アイキャッチ

「インデペンデンツクラブ・事業計画発表会の歴史」

 


長岡大学 名誉教授
原田 誠司 氏

東京大学大学院(経済学)終了後、民間シンクタンクを経て、1990年から私立大学(那須大学、長岡大学等)に在籍。専門は地域産業政策・ベンチャー企業論等。著書論文:『知識経済とサイエンスパーク』(2001年)、『新・川崎元気企業』(2013年)など多数。起業経験:婦人服関連のベンチャー企業=「NTM企画株式会社」設立(1998年)。



1 「事業計画発表会」開始の背景

 「事業計画発表会」は、1997年に、松田修一氏(当時、早稲田大学教授)と杉田純氏(当時、三優監査法人統括代表社員)が開始した事業です。その経緯は、次の通りです。
 松田氏(1943年生まれ)と杉田氏(1950年生まれ)はともに公認会計士の資格を取得し、早稲田大学商学研究科の大学院に在籍(松田氏は博士課程、杉田氏は修士課程)し、出会い、監査法人(サンワ事務所)でも同僚でした。その後、松田氏は早稲田大学教授として、杉田氏は自身の会計事務所(1986年に三優監査法人設立)を立ち上げ、活躍します。

データ抜粋 |

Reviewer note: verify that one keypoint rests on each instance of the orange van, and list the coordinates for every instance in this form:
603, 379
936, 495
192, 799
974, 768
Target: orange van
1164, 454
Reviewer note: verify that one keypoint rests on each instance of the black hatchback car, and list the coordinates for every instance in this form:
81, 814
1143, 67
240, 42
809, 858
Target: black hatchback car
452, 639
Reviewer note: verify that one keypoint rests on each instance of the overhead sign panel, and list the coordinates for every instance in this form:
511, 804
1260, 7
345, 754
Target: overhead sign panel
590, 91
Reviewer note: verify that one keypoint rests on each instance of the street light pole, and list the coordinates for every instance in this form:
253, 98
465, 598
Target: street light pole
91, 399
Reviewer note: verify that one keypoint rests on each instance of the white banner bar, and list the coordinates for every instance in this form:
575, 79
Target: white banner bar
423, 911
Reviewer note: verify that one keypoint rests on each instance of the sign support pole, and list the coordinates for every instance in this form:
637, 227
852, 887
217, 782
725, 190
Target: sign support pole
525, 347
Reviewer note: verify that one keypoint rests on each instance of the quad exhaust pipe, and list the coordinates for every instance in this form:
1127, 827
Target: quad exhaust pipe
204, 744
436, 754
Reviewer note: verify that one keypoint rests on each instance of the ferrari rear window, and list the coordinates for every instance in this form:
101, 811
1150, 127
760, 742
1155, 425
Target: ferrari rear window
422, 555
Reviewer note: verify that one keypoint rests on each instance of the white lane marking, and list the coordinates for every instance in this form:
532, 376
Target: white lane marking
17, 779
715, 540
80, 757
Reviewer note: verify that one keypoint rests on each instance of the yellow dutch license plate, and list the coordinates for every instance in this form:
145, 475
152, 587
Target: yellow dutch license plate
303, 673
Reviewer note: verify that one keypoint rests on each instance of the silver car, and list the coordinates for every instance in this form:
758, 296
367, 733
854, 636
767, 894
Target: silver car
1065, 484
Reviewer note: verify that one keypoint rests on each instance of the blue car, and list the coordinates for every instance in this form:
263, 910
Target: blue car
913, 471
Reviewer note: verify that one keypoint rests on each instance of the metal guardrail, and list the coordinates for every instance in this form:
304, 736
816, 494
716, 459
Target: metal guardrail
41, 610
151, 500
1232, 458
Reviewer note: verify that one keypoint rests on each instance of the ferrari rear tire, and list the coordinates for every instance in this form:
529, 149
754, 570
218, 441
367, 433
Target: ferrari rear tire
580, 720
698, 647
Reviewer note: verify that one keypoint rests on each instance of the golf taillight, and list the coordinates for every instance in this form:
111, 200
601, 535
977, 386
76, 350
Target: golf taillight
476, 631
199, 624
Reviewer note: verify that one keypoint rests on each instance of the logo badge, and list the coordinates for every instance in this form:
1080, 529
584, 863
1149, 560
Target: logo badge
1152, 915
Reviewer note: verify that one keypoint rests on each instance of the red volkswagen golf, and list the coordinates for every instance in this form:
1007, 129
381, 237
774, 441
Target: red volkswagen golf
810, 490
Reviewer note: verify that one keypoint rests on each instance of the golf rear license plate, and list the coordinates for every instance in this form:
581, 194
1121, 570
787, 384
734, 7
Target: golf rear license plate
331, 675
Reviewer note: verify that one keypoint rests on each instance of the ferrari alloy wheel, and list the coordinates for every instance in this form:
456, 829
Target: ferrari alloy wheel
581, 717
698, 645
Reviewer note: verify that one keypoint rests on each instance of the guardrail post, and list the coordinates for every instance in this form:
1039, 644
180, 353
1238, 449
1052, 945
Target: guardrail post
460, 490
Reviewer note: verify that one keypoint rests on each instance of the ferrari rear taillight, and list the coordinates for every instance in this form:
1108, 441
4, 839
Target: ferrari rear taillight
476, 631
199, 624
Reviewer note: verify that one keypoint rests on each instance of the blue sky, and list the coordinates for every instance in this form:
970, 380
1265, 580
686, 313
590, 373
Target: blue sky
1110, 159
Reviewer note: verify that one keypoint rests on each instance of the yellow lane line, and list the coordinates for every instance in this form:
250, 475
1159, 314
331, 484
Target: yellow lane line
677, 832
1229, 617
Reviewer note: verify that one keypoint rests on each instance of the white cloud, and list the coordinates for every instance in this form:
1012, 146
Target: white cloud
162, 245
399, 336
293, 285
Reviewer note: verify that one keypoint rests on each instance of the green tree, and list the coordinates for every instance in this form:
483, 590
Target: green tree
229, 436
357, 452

課題のねらい | 本文抜粋のうち「松田氏(1943年生まれ)と杉田氏」で始まる段落を、主な事実を残して箇条書きにまとめよ。

解答例 |
- 松田氏は1943年生まれ、杉田氏は1950年生まれ。
- 二人とも公認会計士の資格を取得した。
- 早稲田大学商学研究科の大学院に在籍し(松田氏は博士課程、杉田氏は修士課程)、そこで出会った。
- 監査法人(サンワ事務所)でも同僚だった。
- その後、松田氏は早稲田大学教授として活躍した。
- 杉田氏は自身の会計事務所を立ち上げ(1986年に三優監査法人設立)、活躍した。